TEXT SEGMENT -

The goal of saving money is to not only store, but also to increase both the total sum and the value of money. Once a person earns income, options are available to either keep cash at home, keep in the bank, or invest it in some other way. There are a number of reasons why a Nigerian would save his or her money in a bank.

To Guard against loss of value
Different banks have different interest rates for a savings account. That being said, the inflation rate concerning the nation’s economy is a factor to be taken into consideration for those that are looking to increase not just the sum total, but also the VALUE of their money over a period of time. While the inflation rate (now officially at 11.4%) usually is higher than banks’ interest rates, there is still a major advantage in keeping money in a savings account versus storing it at home. For example, a bank’s interest rate could be at 8%, and the inflation rate around 11% over 12 months. A brand new T-shirt might be N2,000. If you invested this money at 8%, after 12 months you would have N2,160. At 11% inflation, the same shirt that was N2,000 12 months ago would now be N2,220.If you left your original N2000 at home without investing it you would have the exact same amount 12 months later. So the shirt is now N2,200 but you have N2,160 in the bank which is closer and less depreciated than the un-invested N2000 at home. Your money is at a greater sum and value in the bank. Prices of goods and services usually go up, not down. For this reason it is advisable to put your money in the bank if you have no other place to invest it such as starting a small business or buying appreciable property like land.

To offer Protection from theft
Money kept in the house is liable to being stolen. Someone from within the household could be a thief, or armed robbers could manoeuver their way in. This problem does not exist when money is saved in a bank. Even if bank robbers succeed (which they sometimes do), your money in the bank is still protected by the bank’s insurance and therefore remains safe.

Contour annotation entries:
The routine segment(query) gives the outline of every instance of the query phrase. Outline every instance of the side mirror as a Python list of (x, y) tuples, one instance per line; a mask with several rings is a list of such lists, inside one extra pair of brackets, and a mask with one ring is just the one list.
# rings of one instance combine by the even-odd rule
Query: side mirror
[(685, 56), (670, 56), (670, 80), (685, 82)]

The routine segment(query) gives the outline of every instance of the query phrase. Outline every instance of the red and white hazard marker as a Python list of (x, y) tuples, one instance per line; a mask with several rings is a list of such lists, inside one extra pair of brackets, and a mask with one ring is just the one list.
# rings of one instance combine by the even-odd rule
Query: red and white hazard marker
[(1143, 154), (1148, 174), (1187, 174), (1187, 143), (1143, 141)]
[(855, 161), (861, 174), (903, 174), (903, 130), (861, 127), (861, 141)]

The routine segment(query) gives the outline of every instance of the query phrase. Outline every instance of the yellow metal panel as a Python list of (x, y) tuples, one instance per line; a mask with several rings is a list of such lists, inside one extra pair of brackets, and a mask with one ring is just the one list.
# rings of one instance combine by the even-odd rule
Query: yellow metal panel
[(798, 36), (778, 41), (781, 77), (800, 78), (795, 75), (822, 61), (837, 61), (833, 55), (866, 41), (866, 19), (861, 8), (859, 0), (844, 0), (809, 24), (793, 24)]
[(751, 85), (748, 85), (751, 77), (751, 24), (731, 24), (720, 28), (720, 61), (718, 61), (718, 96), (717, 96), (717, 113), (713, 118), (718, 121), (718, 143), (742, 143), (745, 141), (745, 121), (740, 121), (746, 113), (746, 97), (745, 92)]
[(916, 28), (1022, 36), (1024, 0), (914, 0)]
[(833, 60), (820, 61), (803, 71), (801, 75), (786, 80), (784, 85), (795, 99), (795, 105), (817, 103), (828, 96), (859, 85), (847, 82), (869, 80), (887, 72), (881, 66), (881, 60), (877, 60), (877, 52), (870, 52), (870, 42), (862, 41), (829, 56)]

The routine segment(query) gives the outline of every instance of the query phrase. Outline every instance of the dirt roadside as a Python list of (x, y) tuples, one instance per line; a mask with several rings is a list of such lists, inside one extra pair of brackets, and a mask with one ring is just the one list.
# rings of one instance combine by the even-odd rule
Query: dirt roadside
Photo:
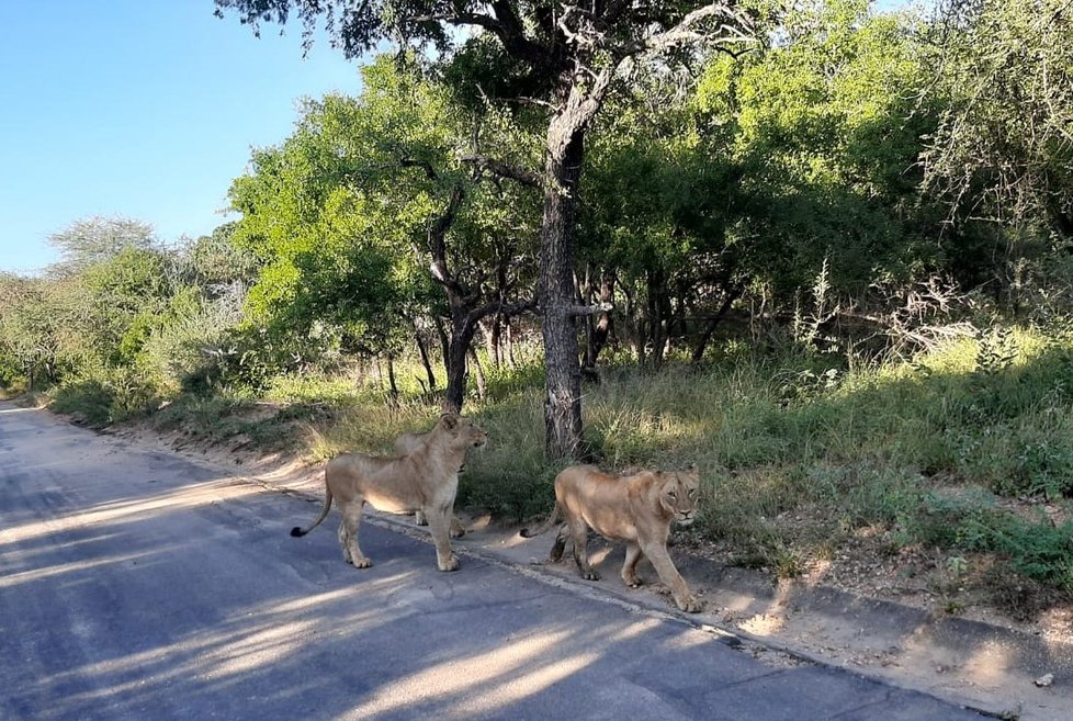
[[(227, 475), (310, 502), (323, 498), (319, 465), (280, 454), (260, 455), (234, 444), (187, 446), (182, 439), (144, 428), (114, 429), (110, 435), (138, 447), (177, 452)], [(701, 613), (687, 617), (678, 613), (646, 563), (640, 573), (651, 585), (631, 590), (621, 584), (621, 548), (590, 545), (603, 581), (585, 582), (572, 562), (546, 561), (550, 533), (524, 540), (518, 536), (518, 527), (500, 526), (485, 516), (459, 515), (468, 529), (456, 542), (463, 559), (494, 560), (526, 573), (584, 585), (589, 593), (675, 613), (760, 646), (925, 691), (996, 718), (1073, 719), (1073, 624), (1064, 612), (1032, 623), (1017, 623), (981, 609), (952, 616), (929, 607), (926, 596), (896, 592), (891, 592), (892, 597), (862, 595), (859, 579), (838, 583), (839, 578), (855, 577), (845, 572), (813, 573), (794, 582), (773, 583), (770, 573), (728, 566), (721, 562), (718, 549), (697, 548), (688, 537), (681, 537), (671, 554), (704, 605)], [(423, 534), (405, 517), (384, 516), (382, 522), (403, 532)]]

TASK STATEMENT - Reproduce the text on bank savings word for word, between "To offer Protection" and "therefore remains safe.", inclusive. The entries are distinct material, unrelated to the text on bank savings.

WRITTEN RESPONSE -
To offer Protection from theft
Money kept in the house is liable to being stolen. Someone from within the household could be a thief, or armed robbers could manoeuver their way in. This problem does not exist when money is saved in a bank. Even if bank robbers succeed (which they sometimes do), your money in the bank is still protected by the bank’s insurance and therefore remains safe.